_Page excerpt:_
^^^^^^^^^^^^^^^^

Being an underdog is more than a label to Geo Baker, it is a defining family trait. The skinny kid with freckles could play, but he smiled too much on the court and liked math. His national scholastic prospect rating was a pedestrian 414, but the New Hampshire native has become an impact player on a Big Ten team.
“I think my progress speaks to my work ethic and our coaching staff’s commitment to player development,” said Baker. “We just have to remain humble and remember where we started.”
The success of Rutgers basketball, boosted by Baker’s clutch shot-making along with the exposure of the Big Ten Network and the growth of social media, have elevated his profile significantly. He entered this season the nation’s ninth-rated overall player and became the first Scarlet Knight to earn preseason all-conference honors in 16 years. Rutgers began its campaign No. 24 in the AP Top 25 poll, its first preseason ranking since 1978, 20 years before Baker was born.
“Coach Pikiell gave me his vision when I first came here,’’ said Baker, a human resources management major and two-time Big Ten All-Academic selection. “At that point, Rutgers basketball wasn’t thought of very highly. We have come a long way because of the type of guys that we have and the hard work they put in. We have a lot of belief in each other and in our coaches, and now, here we are. But we’re nowhere near done.”
Baker’s overachievement is something he learned from his mother Irene. In 1978, the same year that the Scarlet Knights were in the national spotlight, recruitment officers from the Massachusetts Institute of Technology paid a visit to her family’s modest home in rural Sussex County, N.J.

^^^^^^^^^^^^^^^^

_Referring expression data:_
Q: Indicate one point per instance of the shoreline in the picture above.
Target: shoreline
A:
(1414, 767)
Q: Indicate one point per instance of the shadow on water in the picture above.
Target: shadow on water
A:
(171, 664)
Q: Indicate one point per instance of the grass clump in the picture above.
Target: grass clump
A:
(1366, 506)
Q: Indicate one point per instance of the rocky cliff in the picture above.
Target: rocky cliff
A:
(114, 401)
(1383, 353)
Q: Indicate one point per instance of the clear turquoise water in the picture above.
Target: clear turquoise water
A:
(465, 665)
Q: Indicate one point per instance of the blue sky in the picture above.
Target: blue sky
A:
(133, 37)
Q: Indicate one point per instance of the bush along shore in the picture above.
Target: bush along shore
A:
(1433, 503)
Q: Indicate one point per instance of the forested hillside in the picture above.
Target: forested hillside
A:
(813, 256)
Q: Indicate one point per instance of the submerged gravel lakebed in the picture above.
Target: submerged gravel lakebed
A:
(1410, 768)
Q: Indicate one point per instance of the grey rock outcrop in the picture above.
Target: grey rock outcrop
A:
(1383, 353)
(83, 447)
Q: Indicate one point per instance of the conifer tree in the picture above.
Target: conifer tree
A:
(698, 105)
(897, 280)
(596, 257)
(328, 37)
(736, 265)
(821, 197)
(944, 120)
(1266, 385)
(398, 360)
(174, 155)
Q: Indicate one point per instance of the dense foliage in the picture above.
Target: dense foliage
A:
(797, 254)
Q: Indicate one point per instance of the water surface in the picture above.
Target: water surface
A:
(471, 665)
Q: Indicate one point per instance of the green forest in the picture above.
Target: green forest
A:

^^^^^^^^^^^^^^^^

_The problem:_ Please say whether each statement below agrees with the text about Geo Baker, answering yes or no and quoting the words from the text that decide it. (a) Baker's national scholastic prospect rating was 414. (b) Rutgers began the season ranked No. 20 in the AP Top 25 poll. (c) Baker majors in human resources management.

_Result for this task:_
(a) Yes: "His national scholastic prospect rating was a pedestrian 414"
(b) No: "Rutgers began its campaign No. 24 in the AP Top 25 poll"
(c) Yes: "a human resources management major"